TEXTE FOURNI:
· · · · · · ·

Comme une belle femme, dont l’accès à son cœur est verrouillé, les labyrinthes de l’ancienne Casbah se présentent comme des énigmes dissimulant tant d’histoires.

En se faufilant à l’intérieur de la Casbah d’Alger, s’ouvrent devant les yeux de l’arpenteur ses vieux murs, ses longs escaliers, ses allées étroites, un vieux palais dont il ne reste que des ruines ! Certains racontaient qu’il portait le nom de « Dar Es-Sultan » (la maison ou le palais du sultan)… autrefois ces épaves abritaient tout au long de sa muraille de longues branches sur lesquelles étaient accrochées des fleurs de jasmins… remplacées aujourd’hui par de tas d’ordures ! À travers ces ruelles étroites sentait l’odeur titillante d’un café turc mélangé avec quelques gouttes de l’eau d’oranger… En se perdant dans d’autres quartiers de la Casbah d’Alger, l’arpenteur pourrait se retrouver en face d’une vieille fontaine appelée Aïn Sidi-Hassan ou la Fontaine de Sidi-Hassan… Pour seule décoration, figure une bande portant l’inscription : Wa la ghâliba ila Allah (Seul Dieu est vainqueur). Certains disaient aussi que la fontaine devait remonter aux Almoravides, à l’époque de Youssef Ibn Tachfin.

Nous sommes en mai 1830, à Alger, le Dey Hussein reçoit une missive l’informant que la France avait décidé d’attaquer El Mahroussa (Alger)…

« Les nouvelles étaient mauvaises, Charles X a pris la décision ferme d’attaquer Alger, De Bourmont et Dupperé à la tête d’une armée de plus de soixante-dix mille hommes s’approchaient, Hussein Dey était, lui, trop sûr des capacités de la Régence à non seulement repousser l’attaque mais aussi à infliger une cuisante défaite aux français ».

Le Bey Ahmed, n’était pas du tout de l’avis du Dey Hussein, il « (…) savait, lui, que l’Algérie était à la veille de grands bouleversements et ne partageait nullement l’optimisme du Dey Hussein, qui, malgré sa dévotion, ou peut-être à cause d’elle ne voyait pas les nuages s’amonceler à l’horizon d’Alger », mais comme le Dey, voulant « contrecarrer cette maudite expédition française, qui mettait à si rude épreuve la Régente algérienne, laquelle avait pourtant résisté à tant d’autres par le passé ».

· · · · · · ·

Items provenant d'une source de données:
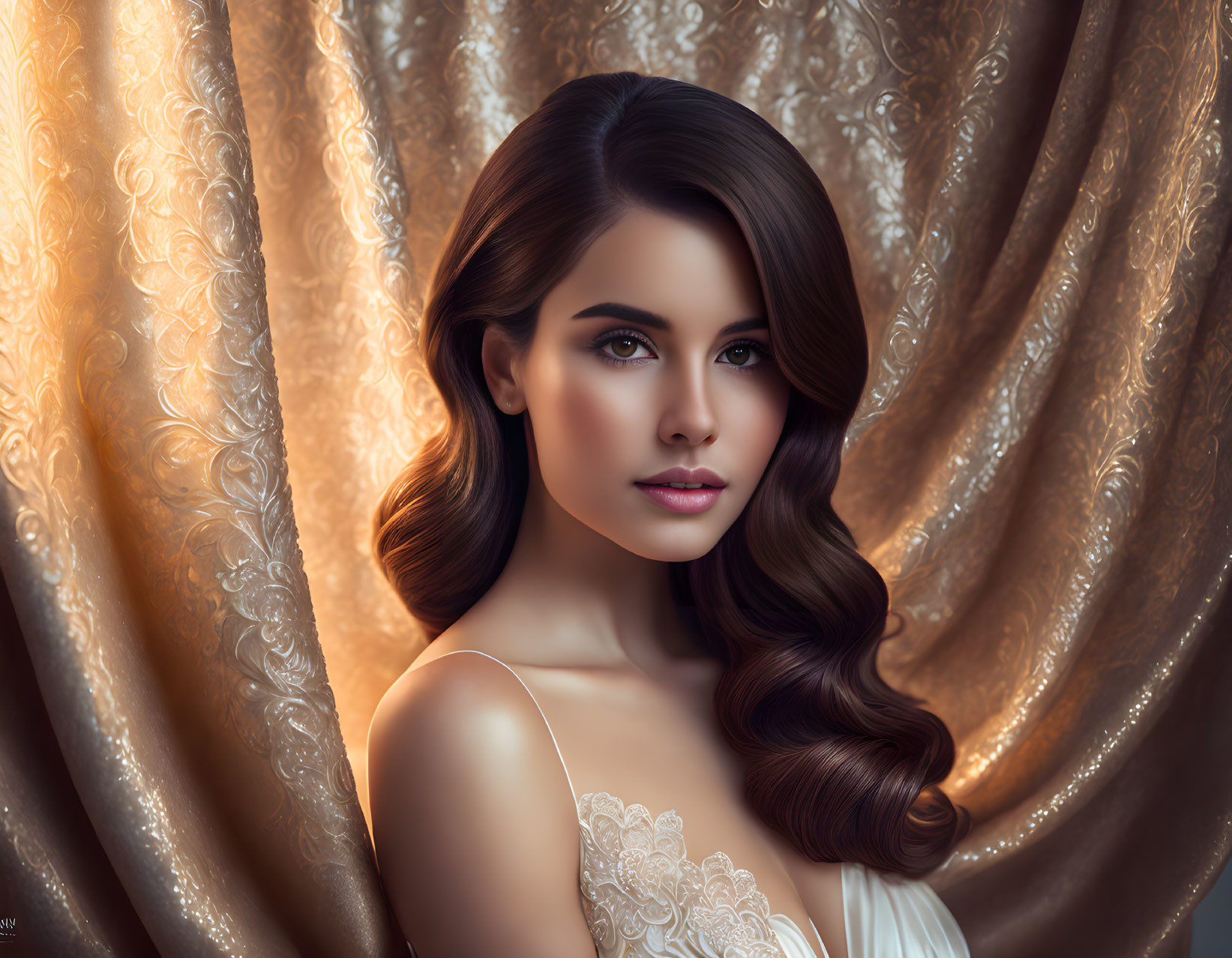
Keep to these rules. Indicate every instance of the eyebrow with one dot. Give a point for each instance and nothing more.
(643, 316)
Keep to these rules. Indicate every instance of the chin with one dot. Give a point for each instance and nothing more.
(672, 546)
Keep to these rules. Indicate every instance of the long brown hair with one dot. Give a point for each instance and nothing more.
(841, 762)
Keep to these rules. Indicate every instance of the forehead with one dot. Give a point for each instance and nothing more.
(668, 262)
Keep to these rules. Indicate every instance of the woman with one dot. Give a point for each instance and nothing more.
(649, 722)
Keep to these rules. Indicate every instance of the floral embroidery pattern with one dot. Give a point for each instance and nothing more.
(645, 899)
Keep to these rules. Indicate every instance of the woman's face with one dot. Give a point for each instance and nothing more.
(652, 354)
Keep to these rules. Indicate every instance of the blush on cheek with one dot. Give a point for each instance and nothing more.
(597, 425)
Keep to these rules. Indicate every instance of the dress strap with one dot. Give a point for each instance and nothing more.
(536, 706)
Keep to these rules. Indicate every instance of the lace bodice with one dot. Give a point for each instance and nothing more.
(645, 898)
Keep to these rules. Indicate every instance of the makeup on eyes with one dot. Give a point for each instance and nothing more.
(598, 345)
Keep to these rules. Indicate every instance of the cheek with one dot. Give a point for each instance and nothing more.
(592, 430)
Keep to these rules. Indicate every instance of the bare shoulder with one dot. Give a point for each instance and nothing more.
(472, 816)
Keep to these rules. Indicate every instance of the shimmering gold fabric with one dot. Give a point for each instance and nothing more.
(1036, 199)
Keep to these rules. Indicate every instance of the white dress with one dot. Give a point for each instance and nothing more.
(643, 898)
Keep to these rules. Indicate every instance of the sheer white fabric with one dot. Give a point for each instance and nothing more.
(645, 898)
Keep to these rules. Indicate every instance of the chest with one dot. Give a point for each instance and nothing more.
(643, 897)
(672, 861)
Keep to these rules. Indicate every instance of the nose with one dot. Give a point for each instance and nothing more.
(688, 410)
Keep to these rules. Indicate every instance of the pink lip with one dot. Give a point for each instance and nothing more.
(680, 500)
(680, 475)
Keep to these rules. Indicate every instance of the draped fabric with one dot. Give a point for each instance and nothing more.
(216, 231)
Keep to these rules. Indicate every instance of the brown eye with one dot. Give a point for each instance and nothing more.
(624, 346)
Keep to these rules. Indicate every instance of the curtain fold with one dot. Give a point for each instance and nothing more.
(1038, 207)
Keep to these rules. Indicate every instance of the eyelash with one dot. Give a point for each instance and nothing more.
(626, 334)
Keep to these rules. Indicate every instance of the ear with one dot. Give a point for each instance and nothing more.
(502, 370)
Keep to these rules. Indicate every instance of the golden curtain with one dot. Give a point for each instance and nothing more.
(1036, 199)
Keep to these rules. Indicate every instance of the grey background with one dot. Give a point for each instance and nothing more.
(1213, 921)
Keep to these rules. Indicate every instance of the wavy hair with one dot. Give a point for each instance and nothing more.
(841, 762)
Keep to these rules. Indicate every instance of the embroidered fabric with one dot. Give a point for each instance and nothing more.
(645, 898)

· · · · · · ·

EXERCICES PROPOSÉS:
1. Recopiez fidèlement le passage du texte sur la Casbah d'Alger qui va de « Comme une belle » jusqu'à « dissimulant tant d’histoires. ».
2. D'après le texte sur la Casbah d'Alger, quelle inscription porte la bande qui décore la fontaine de Sidi-Hassan ?
Ces items n'ont aucun lien avec le texte sur la Casbah d'Alger.

CORRIGÉS:
1.
Comme une belle femme, dont l’accès à son cœur est verrouillé, les labyrinthes de l’ancienne Casbah se présentent comme des énigmes dissimulant tant d’histoires.

2. L'inscription « Wa la ghâliba ila Allah », c'est-à-dire « Seul Dieu est vainqueur ».